■ Problem statement: The answer must consist solely of the lines from the one containing "If you could mark the camouflage jacket" to the end of the entries below, repeated exactly.

(Data items)
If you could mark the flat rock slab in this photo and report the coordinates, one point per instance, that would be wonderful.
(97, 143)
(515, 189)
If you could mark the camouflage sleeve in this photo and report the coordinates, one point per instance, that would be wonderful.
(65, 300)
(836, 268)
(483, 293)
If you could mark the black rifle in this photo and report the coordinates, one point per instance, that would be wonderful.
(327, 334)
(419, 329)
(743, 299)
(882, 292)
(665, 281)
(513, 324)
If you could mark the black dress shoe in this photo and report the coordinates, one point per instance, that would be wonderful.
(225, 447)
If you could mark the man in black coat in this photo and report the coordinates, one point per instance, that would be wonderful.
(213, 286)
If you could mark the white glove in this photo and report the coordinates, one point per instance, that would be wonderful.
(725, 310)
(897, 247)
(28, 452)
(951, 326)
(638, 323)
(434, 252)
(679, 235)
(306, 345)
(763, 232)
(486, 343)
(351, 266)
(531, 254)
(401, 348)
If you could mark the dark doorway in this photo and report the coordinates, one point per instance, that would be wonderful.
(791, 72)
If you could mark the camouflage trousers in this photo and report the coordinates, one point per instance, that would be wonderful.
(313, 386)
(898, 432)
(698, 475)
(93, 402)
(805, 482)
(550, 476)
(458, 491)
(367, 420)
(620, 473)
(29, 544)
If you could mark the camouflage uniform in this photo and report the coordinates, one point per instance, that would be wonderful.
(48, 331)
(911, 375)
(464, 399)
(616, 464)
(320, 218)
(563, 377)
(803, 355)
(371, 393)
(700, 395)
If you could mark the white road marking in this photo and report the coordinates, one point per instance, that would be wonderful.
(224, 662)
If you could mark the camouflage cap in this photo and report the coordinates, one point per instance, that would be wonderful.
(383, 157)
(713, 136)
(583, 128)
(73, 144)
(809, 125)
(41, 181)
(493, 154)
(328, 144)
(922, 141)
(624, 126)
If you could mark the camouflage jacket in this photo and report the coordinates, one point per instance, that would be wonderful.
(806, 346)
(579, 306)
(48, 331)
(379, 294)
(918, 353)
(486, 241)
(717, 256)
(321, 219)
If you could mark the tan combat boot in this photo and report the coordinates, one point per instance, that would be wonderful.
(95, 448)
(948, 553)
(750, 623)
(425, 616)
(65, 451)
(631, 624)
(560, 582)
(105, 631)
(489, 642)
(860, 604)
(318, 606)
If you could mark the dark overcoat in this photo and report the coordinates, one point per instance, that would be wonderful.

■ Response below:
If you could mark the camouflage jacket in this photo and report the coordinates, one point per instance, that would be wonderful.
(806, 346)
(579, 306)
(48, 331)
(379, 294)
(918, 353)
(486, 241)
(717, 256)
(321, 219)
If you could mark the tan combat boot in this photo and report the coordinates, one point per instance, that would be wonderful.
(95, 448)
(948, 553)
(750, 623)
(425, 616)
(65, 451)
(631, 624)
(560, 582)
(105, 631)
(489, 642)
(860, 604)
(318, 606)
If you could mark the dark overcoat in this photo and report the coordinates, one point per instance, that would be wonderful.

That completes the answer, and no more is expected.